>> Begin RECORDS FOR THE TASK

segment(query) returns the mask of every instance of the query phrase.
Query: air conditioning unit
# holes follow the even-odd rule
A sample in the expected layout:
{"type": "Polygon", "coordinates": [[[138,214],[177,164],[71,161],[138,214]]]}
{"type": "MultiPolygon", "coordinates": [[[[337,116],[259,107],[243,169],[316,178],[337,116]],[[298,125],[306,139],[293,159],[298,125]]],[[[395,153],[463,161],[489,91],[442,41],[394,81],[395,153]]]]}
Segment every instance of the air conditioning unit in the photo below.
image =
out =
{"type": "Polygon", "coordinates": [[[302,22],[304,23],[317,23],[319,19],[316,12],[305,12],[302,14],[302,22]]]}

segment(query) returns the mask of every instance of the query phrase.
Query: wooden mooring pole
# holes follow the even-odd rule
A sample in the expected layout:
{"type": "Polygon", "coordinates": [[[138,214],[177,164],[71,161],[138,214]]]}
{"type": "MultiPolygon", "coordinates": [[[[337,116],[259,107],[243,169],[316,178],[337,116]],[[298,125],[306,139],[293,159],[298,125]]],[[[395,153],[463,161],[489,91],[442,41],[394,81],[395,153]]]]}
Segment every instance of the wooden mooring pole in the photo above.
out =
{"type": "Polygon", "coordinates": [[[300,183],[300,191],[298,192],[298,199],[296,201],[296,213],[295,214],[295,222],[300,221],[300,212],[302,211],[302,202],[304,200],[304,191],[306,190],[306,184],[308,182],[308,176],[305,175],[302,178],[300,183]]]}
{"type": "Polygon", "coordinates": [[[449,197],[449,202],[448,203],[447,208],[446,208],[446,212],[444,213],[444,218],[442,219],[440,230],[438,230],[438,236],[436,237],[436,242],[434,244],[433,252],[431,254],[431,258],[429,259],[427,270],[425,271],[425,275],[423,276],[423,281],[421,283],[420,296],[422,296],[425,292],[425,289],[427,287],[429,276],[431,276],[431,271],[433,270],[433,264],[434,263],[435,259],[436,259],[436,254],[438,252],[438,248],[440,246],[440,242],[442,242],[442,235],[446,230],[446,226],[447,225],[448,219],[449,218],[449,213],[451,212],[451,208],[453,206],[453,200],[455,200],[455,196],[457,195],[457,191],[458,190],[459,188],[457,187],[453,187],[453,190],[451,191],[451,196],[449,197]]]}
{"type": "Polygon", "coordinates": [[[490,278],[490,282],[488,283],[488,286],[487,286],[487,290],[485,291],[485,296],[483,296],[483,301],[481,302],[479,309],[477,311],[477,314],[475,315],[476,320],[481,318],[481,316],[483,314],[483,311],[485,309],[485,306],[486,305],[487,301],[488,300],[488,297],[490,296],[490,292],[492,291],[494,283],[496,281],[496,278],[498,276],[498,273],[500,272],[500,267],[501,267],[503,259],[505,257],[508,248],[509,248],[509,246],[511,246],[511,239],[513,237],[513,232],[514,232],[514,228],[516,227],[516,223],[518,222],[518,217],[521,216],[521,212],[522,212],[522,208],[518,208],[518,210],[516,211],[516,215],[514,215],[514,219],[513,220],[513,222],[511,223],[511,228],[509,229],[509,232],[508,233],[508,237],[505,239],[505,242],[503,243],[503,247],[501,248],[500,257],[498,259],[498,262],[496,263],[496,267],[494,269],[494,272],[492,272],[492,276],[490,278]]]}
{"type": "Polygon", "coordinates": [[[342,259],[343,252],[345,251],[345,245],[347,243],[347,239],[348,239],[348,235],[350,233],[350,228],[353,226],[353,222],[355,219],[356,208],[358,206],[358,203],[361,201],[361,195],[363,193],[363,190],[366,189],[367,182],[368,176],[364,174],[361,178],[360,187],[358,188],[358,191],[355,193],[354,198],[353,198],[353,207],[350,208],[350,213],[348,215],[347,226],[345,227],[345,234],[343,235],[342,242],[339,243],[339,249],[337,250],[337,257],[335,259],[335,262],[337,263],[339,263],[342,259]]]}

>> End RECORDS FOR THE TASK

* WHAT YOU NEED TO DO *
List every line in the items above that contains the word "mooring", treating uppercase and lowercase as different.

* EXERCISE SOLUTION *
Query: wooden mooring pole
Segment every instance of the wooden mooring pole in the photo above.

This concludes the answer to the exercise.